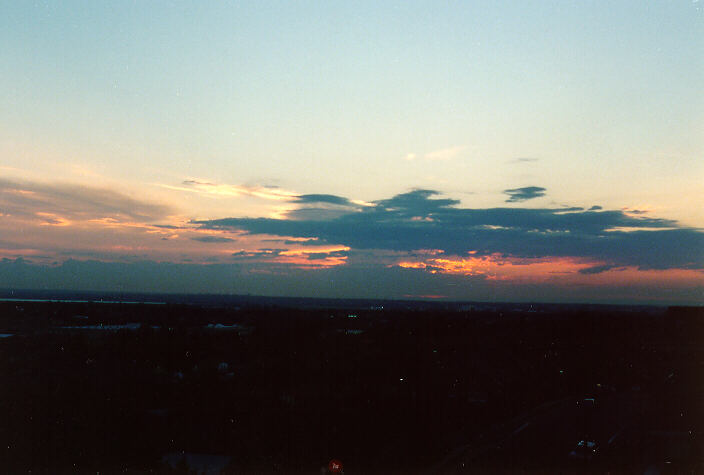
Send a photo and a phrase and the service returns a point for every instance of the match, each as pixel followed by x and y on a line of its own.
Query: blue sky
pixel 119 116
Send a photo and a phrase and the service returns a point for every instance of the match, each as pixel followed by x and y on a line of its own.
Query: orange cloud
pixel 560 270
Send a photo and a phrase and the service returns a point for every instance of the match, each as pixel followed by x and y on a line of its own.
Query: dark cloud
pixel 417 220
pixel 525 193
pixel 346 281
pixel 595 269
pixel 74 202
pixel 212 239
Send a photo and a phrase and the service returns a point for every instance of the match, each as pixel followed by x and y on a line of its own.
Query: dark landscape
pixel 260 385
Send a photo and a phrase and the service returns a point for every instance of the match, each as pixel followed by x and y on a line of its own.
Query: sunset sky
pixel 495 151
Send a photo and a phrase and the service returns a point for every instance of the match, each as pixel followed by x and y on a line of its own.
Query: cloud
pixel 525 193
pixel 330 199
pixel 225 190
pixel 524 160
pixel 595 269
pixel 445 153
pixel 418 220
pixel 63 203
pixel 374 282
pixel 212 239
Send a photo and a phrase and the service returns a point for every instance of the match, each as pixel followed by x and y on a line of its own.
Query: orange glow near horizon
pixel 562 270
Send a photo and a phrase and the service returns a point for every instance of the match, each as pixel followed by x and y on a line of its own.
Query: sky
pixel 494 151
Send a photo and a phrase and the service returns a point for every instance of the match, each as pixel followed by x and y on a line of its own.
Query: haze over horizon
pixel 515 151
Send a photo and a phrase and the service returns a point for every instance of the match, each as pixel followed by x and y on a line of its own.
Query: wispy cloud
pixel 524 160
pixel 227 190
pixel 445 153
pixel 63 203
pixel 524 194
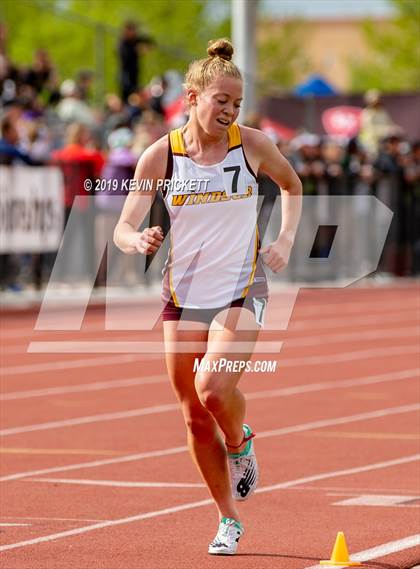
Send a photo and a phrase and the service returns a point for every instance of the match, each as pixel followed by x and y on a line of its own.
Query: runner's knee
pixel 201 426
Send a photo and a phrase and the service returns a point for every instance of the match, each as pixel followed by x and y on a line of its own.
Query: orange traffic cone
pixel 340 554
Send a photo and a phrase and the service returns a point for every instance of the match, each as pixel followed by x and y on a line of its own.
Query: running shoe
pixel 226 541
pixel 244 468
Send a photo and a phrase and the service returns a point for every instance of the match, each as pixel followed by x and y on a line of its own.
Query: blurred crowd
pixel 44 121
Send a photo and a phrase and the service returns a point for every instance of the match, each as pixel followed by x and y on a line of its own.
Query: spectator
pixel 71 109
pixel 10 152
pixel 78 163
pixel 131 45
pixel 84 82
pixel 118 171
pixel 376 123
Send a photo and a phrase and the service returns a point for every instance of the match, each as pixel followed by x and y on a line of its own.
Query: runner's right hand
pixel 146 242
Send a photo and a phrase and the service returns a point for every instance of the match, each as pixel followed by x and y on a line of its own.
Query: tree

_Work to complete:_ Write out the listing above exactly, images omitted.

_Exercise output:_
Send a photo and a phrase and the service returns a point for every instance of the match, each as pixel followed by x and y on a line of its own.
Query: blue sky
pixel 119 116
Send a photo and a phrase and the service returns a point for every instance of the match, each as pixel followed by x and y on a line of its own.
Query: orange cloud
pixel 560 270
Send a photo and a phrase and the service returns a point for every instance of the match, each as pixel followed by x and y on a line of its own.
Query: dark cloud
pixel 417 220
pixel 525 193
pixel 346 281
pixel 595 269
pixel 74 202
pixel 212 239
Send a photo and a phrase and the service returns a point for every instance of the match, each as pixel followed by x and y on a line of its own.
Query: dark landscape
pixel 260 385
Send a photo and a phrase and the service returns a point for every instance of the match, each as pixel followed by x and y on a line of its own.
Query: sunset sky
pixel 495 151
Send a photo and a phrase and the service returns a point for every instance of the match, each as pixel followed by x and y on a line of its own.
Query: cloud
pixel 525 193
pixel 330 199
pixel 225 190
pixel 524 160
pixel 595 269
pixel 445 153
pixel 418 220
pixel 63 203
pixel 374 282
pixel 212 239
Send a photo and a phrase and the service returns a point for every instance of the match, each as pixel followed by x and y on a line of its own.
Query: orange glow near horizon
pixel 562 270
Send a photo and a phrase and the service returns a point for every instance of the match, each as pixel followed by x and y on a line of its own.
Query: sky
pixel 494 151
Send a photo and a phrase and the service returns a point for every instance of the match, each as pixel followed by x and y on a line of its own.
Query: haze over horizon
pixel 515 151
Send a photo and a phrase and the service returns a point for every instance of the match, each as pixel followed by x and y on a line of its own.
Query: wispy cloud
pixel 524 160
pixel 227 190
pixel 445 153
pixel 63 203
pixel 524 194
Send a photo and a phrase and the service returns a point for every instance of the match, each as pixel followed by x and y on a line of its own.
Query: runner's knee
pixel 201 426
Send a photo and a phrase and the service returns a point for every instance of the match, each as pixel followed by x and y on a line of its own.
Query: orange traffic cone
pixel 340 554
Send a photo and a phrase and the service returns a point for every instance of the match, each as pixel followed by x and y on a line of its own.
Query: running shoe
pixel 226 541
pixel 244 468
Send a photo and a phrase and the service returns a point for every instance of the match, each as pixel followed by x and y on a line of its own.
Query: blurred crowd
pixel 44 121
Send a photo and a phrase and the service returns a point for every instance of the match, each as pixel followed by x and y on a line of its own.
Query: spectator
pixel 71 109
pixel 10 152
pixel 78 163
pixel 131 45
pixel 84 82
pixel 118 171
pixel 376 123
Send a photo and a phrase and the service returns a point for every instance of the match, each as pixel followed by x and y on a line of its own.
Query: runner's right hand
pixel 146 242
Send a photo and a phrase and the service returns a point for every instance of the match, each as pixel followed by x and y on a line of its own.
Query: tree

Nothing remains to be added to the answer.